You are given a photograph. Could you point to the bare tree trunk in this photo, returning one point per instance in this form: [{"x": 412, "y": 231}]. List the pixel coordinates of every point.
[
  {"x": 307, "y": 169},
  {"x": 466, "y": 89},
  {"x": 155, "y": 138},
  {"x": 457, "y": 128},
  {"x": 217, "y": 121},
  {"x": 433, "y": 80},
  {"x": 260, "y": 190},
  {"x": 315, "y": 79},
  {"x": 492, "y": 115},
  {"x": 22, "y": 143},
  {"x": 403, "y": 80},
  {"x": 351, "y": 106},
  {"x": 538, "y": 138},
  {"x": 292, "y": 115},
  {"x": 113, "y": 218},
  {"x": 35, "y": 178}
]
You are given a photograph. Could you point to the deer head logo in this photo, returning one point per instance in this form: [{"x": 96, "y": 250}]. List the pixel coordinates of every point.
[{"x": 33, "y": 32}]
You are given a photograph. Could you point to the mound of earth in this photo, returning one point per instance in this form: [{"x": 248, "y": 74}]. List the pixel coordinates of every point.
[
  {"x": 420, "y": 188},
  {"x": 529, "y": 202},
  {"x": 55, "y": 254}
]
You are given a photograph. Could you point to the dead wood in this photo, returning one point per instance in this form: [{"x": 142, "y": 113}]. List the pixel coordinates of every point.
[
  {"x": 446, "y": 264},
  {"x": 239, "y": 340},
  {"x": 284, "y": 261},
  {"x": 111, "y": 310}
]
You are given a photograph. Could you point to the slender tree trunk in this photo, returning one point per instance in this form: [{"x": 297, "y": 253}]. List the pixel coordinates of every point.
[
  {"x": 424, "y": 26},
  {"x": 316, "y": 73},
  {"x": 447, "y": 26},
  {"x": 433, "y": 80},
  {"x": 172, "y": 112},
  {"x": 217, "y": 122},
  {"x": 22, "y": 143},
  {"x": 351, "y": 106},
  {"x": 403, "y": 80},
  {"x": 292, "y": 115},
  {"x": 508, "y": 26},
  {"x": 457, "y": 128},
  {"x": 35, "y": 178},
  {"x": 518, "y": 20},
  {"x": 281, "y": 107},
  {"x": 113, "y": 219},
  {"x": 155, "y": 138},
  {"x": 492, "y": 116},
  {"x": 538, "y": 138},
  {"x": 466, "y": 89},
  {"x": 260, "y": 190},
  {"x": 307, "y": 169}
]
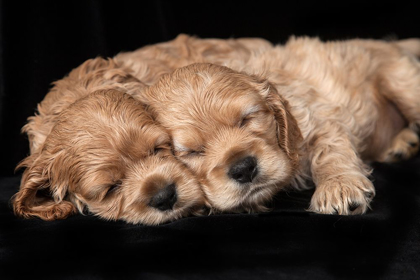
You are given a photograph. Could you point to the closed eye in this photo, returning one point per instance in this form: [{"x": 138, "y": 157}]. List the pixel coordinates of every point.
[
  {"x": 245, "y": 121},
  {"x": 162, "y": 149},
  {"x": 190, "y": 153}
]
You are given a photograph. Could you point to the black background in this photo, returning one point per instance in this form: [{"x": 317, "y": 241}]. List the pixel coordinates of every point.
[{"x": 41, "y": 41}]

Short problem: Copy every one of the rows above word for word, leaving out the pictures.

The result:
You are given a photograph. Could you point to the bare tree trunk in this photo, returning one point per instance in this form: [{"x": 412, "y": 231}]. List the pixel coordinates of every point.
[
  {"x": 307, "y": 169},
  {"x": 466, "y": 89},
  {"x": 155, "y": 138},
  {"x": 457, "y": 128},
  {"x": 217, "y": 121},
  {"x": 433, "y": 80},
  {"x": 260, "y": 190},
  {"x": 315, "y": 79},
  {"x": 492, "y": 115},
  {"x": 22, "y": 143},
  {"x": 403, "y": 80},
  {"x": 351, "y": 106},
  {"x": 538, "y": 138},
  {"x": 292, "y": 115},
  {"x": 113, "y": 218},
  {"x": 35, "y": 178}
]
You are given a photograph. Could you point to the deer head logo in this photo, returning one point per instance in this form: [{"x": 96, "y": 250}]. List the pixel coordinates of every point.
[{"x": 33, "y": 32}]
You are given a photograph. Could you point to the mound of earth in this photo, returning one point per instance in this form: [{"x": 248, "y": 74}]. List the pixel coordinates of every point.
[
  {"x": 420, "y": 188},
  {"x": 529, "y": 202},
  {"x": 55, "y": 254}
]
You are given a photograph. Could you point to the dead wood in this photo, returning one point per instance in this form: [{"x": 142, "y": 113}]. List the pixel coordinates of every point.
[
  {"x": 446, "y": 264},
  {"x": 239, "y": 340},
  {"x": 284, "y": 261},
  {"x": 111, "y": 310}
]
You are given a photograph. Could you point to the slender tree trunk in this photo, returning one point per instance in this form: [{"x": 297, "y": 253}]. List the pixel coordinates of every point.
[
  {"x": 424, "y": 26},
  {"x": 316, "y": 73},
  {"x": 447, "y": 26},
  {"x": 433, "y": 80},
  {"x": 172, "y": 112},
  {"x": 217, "y": 122},
  {"x": 22, "y": 143},
  {"x": 351, "y": 106},
  {"x": 403, "y": 80},
  {"x": 292, "y": 115},
  {"x": 508, "y": 26},
  {"x": 457, "y": 128},
  {"x": 35, "y": 178},
  {"x": 518, "y": 20},
  {"x": 281, "y": 107},
  {"x": 113, "y": 219},
  {"x": 155, "y": 138},
  {"x": 492, "y": 116},
  {"x": 538, "y": 138},
  {"x": 466, "y": 89},
  {"x": 260, "y": 190},
  {"x": 307, "y": 169}
]
You are given a photograph. Could you point to the closed eye in this photo, returning one point per instance in this form: [{"x": 138, "y": 157}]. List the pixel coordinates of every point.
[
  {"x": 245, "y": 121},
  {"x": 162, "y": 149},
  {"x": 190, "y": 153}
]
You are given a photograph. Could you point to the black background in this photo, returning one point per instance in this form: [{"x": 317, "y": 241}]. List the pixel coordinates of every point.
[{"x": 41, "y": 41}]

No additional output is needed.